=== Exercise aim ===
Each entry must appear in the answer exactly as written.

Extracted records:
========================================
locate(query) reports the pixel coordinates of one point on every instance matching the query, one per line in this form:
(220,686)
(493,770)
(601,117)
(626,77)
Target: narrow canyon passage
========================================
=== Solution ===
locate(query) reports the pixel coordinates of one point on every instance matching the query, one per line in this form:
(220,686)
(493,770)
(601,117)
(626,77)
Target: narrow canyon passage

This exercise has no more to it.